## Texto fornecido

CASCUDO inaugurou temporada 2012




Caldeira de gestos

Extraído do livro “Teatro Caleidoscópio: o teatro por-fazer”, de André Amaro (Teatro Caleidoscópio, 2007)

A encenação de Cascudo, em 2002, inaugurou a sala de espetáculos do Teatro Caleidoscópio. Aqui, a vitalidade do “palco nu” e a essencialidade do gesto ganham força total. Pequenos cubos de madeira, dispostos simetricamente sobre o palco, poderiam sugerir uma cenografia mínima, mas, abstraídos de qualquer significação clara, tornam-se apenas a aparência volumétrica do vazio, diante da qual a presença e a narrativa corporal do ator acabam por ressaltar-se.
Em Cascudo, a improvisação é realizada sob a ótica da mímica, mas nutrida por referências gestuais brasileiras fornecidas pelo estudo de Luís da Câmara Cascudo, no livro “História dos Nossos Gestos – Uma pesquisa na mímica do Brasil”, de 1976. “Nossos porque, mesmo universais, os observara no Brasil”, observa o escritor, historiador, etnógrafo, antropologista cultural, crítico, sociólogo, orador, conferencista e poeta potiguar, autor de mais de 150 livros publicados sobre as matrizes do comportamento humano do homem brasileiro.
“Ele diz tintim por tintim a alma do Brasil em suas heranças mágicas, suas manifestações rituais, seu comportamento em face do mistério e da realidade comezinha. E sua vasta bibliografia de estudos folclóricos e históricos marca uma bela vida de trabalho inserido na preocupação de “viver” o Brasil” [1], comentou certa vez o amigo Carlos Drummond de Andrade.

## Registros de dados

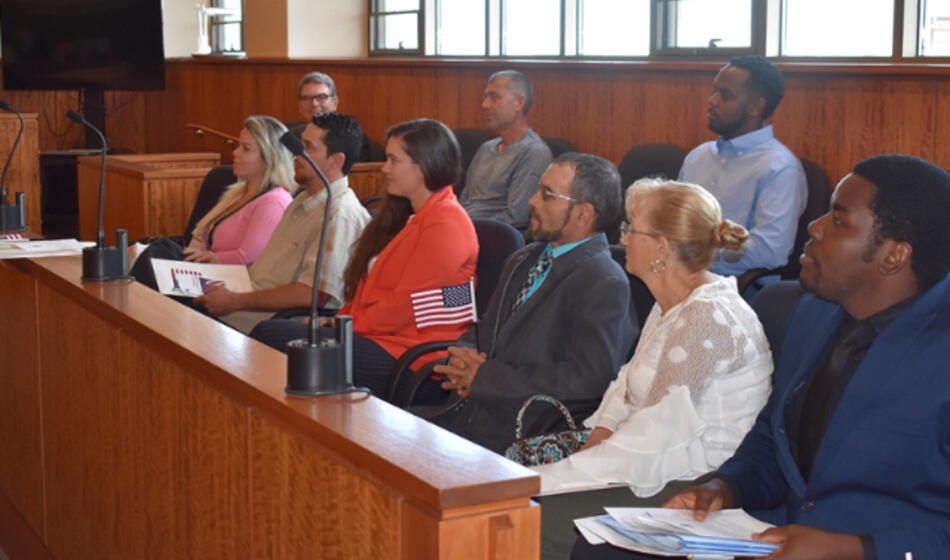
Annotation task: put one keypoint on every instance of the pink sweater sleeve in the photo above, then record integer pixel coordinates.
(241, 237)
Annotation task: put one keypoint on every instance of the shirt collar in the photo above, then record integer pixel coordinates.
(741, 144)
(556, 252)
(312, 202)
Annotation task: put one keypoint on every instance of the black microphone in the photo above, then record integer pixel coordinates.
(316, 366)
(102, 263)
(12, 216)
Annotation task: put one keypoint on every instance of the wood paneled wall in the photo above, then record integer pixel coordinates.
(834, 115)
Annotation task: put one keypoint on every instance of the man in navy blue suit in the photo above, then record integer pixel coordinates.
(851, 457)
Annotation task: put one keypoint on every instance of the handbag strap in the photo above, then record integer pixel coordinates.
(519, 421)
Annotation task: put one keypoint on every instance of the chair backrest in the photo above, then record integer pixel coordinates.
(469, 140)
(558, 146)
(211, 189)
(818, 203)
(640, 297)
(648, 160)
(496, 241)
(773, 304)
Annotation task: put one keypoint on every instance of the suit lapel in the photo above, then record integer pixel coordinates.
(877, 378)
(801, 356)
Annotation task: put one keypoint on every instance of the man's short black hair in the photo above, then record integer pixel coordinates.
(343, 135)
(912, 204)
(764, 78)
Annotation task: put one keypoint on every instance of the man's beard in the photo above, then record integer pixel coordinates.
(547, 235)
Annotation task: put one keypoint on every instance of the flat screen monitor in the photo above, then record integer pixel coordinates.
(82, 44)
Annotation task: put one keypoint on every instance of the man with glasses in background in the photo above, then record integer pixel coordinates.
(316, 95)
(559, 323)
(505, 170)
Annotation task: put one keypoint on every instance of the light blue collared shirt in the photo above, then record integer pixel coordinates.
(761, 185)
(555, 252)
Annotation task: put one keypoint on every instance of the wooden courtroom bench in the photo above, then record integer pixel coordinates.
(148, 194)
(133, 427)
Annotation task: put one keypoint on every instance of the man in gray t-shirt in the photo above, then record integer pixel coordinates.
(505, 171)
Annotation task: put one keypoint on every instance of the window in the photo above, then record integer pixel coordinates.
(934, 30)
(395, 26)
(661, 28)
(227, 30)
(839, 28)
(613, 28)
(699, 25)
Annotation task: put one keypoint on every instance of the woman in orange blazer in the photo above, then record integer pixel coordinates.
(421, 239)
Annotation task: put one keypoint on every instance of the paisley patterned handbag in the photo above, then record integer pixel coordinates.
(546, 448)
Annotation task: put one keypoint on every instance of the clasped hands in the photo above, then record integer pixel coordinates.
(795, 541)
(461, 369)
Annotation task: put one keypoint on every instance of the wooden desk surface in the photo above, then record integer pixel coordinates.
(446, 489)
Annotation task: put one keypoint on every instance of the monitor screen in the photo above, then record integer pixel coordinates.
(82, 44)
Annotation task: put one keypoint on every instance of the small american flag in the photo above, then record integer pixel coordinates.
(449, 305)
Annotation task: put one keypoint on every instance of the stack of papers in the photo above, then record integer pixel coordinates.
(674, 532)
(26, 249)
(188, 279)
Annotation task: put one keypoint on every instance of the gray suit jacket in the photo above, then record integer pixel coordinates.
(568, 340)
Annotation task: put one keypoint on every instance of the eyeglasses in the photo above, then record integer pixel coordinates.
(547, 194)
(320, 97)
(626, 228)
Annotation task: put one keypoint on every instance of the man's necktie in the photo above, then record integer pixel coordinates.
(539, 268)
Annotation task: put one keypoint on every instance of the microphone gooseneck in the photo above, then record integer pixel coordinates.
(292, 143)
(3, 180)
(76, 117)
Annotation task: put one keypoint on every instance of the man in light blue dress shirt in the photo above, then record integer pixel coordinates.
(758, 181)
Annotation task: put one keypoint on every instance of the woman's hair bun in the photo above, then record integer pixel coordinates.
(729, 235)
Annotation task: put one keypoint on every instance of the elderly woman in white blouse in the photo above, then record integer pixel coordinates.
(702, 368)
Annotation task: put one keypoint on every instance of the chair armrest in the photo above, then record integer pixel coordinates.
(292, 312)
(401, 367)
(748, 277)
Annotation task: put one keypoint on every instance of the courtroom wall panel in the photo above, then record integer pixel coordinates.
(832, 114)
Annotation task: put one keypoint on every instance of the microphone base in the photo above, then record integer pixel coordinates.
(324, 369)
(13, 216)
(107, 264)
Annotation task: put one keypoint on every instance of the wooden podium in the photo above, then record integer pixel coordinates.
(24, 173)
(145, 194)
(135, 427)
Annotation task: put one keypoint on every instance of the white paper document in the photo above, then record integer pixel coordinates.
(188, 279)
(674, 532)
(25, 249)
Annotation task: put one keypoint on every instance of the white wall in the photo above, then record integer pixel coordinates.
(326, 28)
(181, 27)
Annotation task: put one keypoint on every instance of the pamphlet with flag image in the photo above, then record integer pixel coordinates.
(448, 305)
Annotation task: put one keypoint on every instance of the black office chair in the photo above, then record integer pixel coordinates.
(469, 140)
(496, 241)
(817, 204)
(773, 304)
(647, 160)
(212, 187)
(558, 146)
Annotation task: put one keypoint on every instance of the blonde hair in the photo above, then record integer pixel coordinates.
(688, 216)
(278, 161)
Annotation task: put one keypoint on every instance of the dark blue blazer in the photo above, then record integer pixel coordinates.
(883, 467)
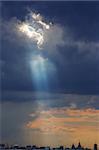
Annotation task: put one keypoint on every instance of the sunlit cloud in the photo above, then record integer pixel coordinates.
(64, 120)
(40, 32)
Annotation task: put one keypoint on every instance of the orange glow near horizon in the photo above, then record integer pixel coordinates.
(60, 124)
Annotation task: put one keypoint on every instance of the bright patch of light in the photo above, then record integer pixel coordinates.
(35, 28)
(32, 33)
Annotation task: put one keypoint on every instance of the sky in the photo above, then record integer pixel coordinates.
(49, 72)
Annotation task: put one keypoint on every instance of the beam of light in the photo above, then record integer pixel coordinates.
(34, 28)
(39, 72)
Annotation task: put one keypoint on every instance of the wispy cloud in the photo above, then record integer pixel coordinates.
(63, 120)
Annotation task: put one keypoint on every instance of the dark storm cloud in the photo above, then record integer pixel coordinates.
(76, 62)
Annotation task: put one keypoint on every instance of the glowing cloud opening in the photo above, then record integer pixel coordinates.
(35, 29)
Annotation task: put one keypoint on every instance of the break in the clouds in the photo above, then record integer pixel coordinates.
(34, 31)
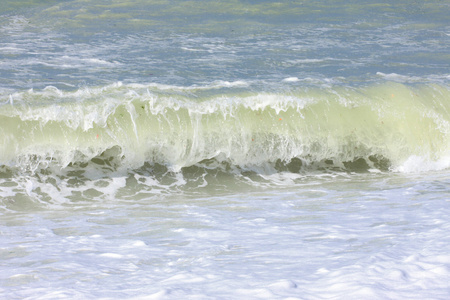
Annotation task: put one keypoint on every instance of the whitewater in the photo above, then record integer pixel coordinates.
(224, 150)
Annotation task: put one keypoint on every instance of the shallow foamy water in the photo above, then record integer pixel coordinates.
(332, 236)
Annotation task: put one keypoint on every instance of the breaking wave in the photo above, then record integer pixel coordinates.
(383, 127)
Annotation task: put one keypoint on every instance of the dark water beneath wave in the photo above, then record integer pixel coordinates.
(226, 150)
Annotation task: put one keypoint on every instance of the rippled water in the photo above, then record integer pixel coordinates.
(224, 150)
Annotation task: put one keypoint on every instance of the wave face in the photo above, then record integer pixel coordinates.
(388, 126)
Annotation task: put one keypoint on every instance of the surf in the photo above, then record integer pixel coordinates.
(377, 127)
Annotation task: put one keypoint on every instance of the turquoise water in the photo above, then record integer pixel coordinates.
(217, 150)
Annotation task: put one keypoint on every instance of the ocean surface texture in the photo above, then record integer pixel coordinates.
(242, 149)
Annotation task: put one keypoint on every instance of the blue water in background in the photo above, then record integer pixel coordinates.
(214, 228)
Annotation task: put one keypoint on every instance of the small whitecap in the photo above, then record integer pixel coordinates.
(291, 79)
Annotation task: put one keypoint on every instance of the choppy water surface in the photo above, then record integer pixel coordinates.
(217, 150)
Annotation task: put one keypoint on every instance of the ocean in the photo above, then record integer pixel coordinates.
(234, 149)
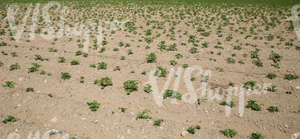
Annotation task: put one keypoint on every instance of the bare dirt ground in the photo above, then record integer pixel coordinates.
(237, 44)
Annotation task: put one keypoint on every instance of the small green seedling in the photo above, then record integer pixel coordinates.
(29, 89)
(9, 84)
(130, 86)
(172, 94)
(9, 118)
(94, 105)
(102, 66)
(230, 104)
(291, 77)
(147, 88)
(256, 136)
(143, 115)
(104, 82)
(273, 109)
(157, 122)
(123, 109)
(65, 75)
(229, 132)
(253, 105)
(161, 72)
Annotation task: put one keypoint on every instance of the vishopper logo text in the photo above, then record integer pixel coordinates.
(190, 96)
(50, 32)
(47, 135)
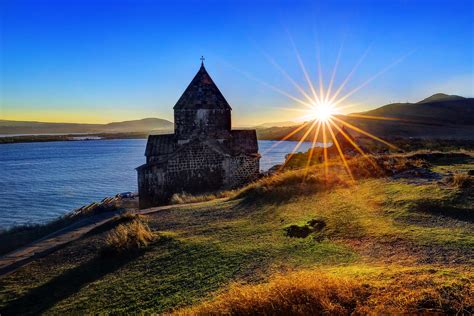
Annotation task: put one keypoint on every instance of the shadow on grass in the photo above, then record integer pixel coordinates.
(435, 208)
(40, 299)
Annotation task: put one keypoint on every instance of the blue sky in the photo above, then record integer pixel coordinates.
(102, 61)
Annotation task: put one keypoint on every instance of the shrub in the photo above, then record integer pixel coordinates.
(461, 180)
(128, 237)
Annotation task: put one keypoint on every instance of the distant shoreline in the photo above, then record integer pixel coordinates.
(6, 139)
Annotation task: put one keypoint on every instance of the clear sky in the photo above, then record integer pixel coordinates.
(103, 60)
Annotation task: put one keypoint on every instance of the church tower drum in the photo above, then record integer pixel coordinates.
(202, 109)
(204, 154)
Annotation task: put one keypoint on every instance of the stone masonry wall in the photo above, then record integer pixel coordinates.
(241, 169)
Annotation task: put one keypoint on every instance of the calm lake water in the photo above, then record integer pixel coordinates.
(41, 181)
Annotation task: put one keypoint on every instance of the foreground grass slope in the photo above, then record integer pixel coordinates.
(386, 244)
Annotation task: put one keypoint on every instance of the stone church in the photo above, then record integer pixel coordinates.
(204, 154)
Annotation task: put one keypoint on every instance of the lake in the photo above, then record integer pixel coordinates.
(41, 181)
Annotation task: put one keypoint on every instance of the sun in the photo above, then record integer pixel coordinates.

## Tarefas a realizar
• a. Reproduza fielmente o trecho do texto sobre o espetáculo Cascudo que começa em "CASCUDO inaugurou temporada" e termina em "acabam por ressaltar-se.".
• b. Responda às perguntas a seguir com base no texto sobre o espetáculo Cascudo.
(i) Em que ano a encenação de Cascudo inaugurou a sala de espetáculos do Teatro Caleidoscópio?
(ii) De que ano é o livro "História dos Nossos Gestos – Uma pesquisa na mímica do Brasil"?
(iii) Quem fez o comentário sobre Câmara Cascudo citado no último parágrafo?
• c. No texto sobre o espetáculo Cascudo, transforme em lista o parágrafo que começa com "Em Cascudo, a improvisação", mantendo as informações principais.
Os dados acima vêm de uma fonte diferente da do texto.

## Respostas esperadas
• a.
CASCUDO inaugurou temporada 2012




Caldeira de gestos

Extraído do livro “Teatro Caleidoscópio: o teatro por-fazer”, de André Amaro (Teatro Caleidoscópio, 2007)

A encenação de Cascudo, em 2002, inaugurou a sala de espetáculos do Teatro Caleidoscópio. Aqui, a vitalidade do “palco nu” e a essencialidade do gesto ganham força total. Pequenos cubos de madeira, dispostos simetricamente sobre o palco, poderiam sugerir uma cenografia mínima, mas, abstraídos de qualquer significação clara, tornam-se apenas a aparência volumétrica do vazio, diante da qual a presença e a narrativa corporal do ator acabam por ressaltar-se.

• b.
(i) Em 2002.
(ii) De 1976.
(iii) Carlos Drummond de Andrade, amigo de Câmara Cascudo.

• c.
- Em Cascudo, a improvisação é feita sob a ótica da mímica.
- Ela se nutre de referências gestuais brasileiras tiradas do livro "História dos Nossos Gestos – Uma pesquisa na mímica do Brasil" (1976), de Luís da Câmara Cascudo.
- O autor chama os gestos de "nossos" porque, mesmo universais, os observou no Brasil.
- Câmara Cascudo, potiguar, foi escritor, historiador, etnógrafo, antropologista cultural, crítico, sociólogo, orador, conferencista e poeta.
- Publicou mais de 150 livros sobre as matrizes do comportamento humano do homem brasileiro.